**REQUIRED TASK**
Convert the lines below into a Markdown table with the columns Row and Line, giving each line its row number and leaving out any blank lines.
====
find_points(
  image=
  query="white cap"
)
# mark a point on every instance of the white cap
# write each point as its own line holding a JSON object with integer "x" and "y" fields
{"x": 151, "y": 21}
====
**WRITTEN REPLY**
| Row | Line |
|---|---|
| 1 | find_points( |
| 2 |   image= |
| 3 |   query="white cap" |
| 4 | ) |
| 5 | # mark a point on every instance of the white cap |
| 6 | # write each point as its own line holding a JSON object with integer "x" and "y" fields |
| 7 | {"x": 151, "y": 21} |